= The records =

- - -

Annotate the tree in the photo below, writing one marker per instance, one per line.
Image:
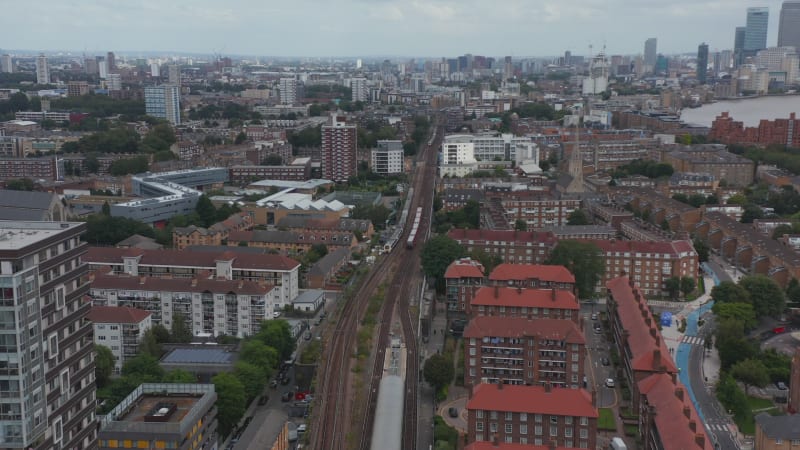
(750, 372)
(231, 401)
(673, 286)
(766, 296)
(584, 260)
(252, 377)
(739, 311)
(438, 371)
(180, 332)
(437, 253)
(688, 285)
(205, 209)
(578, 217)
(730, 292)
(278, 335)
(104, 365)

- - -

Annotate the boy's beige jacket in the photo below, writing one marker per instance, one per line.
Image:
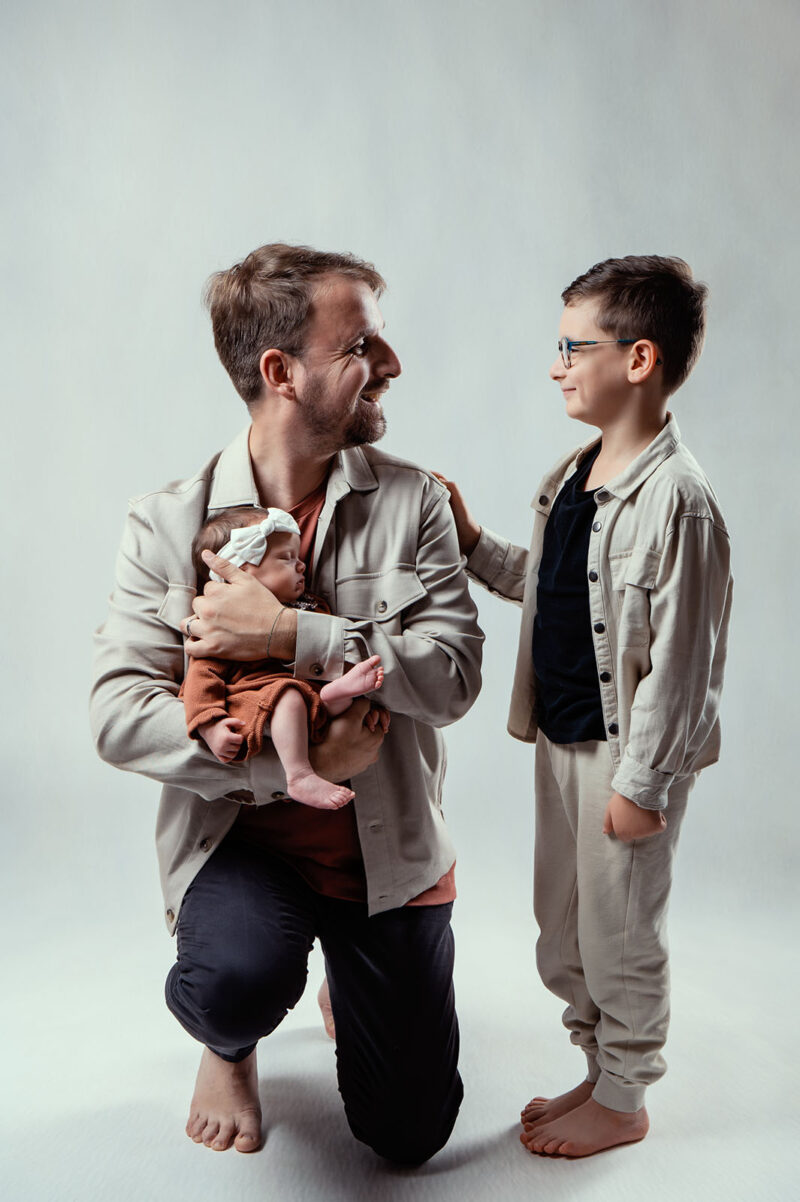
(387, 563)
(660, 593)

- - -

= Exercise =
The expected output is each line of the records above that includes the word "photo".

= Task result =
Annotate the tree in the photo below, writing one marker per instance, one per line.
Annotate the boy's beige jacket in the photo below, writing one marker per instance, one per line.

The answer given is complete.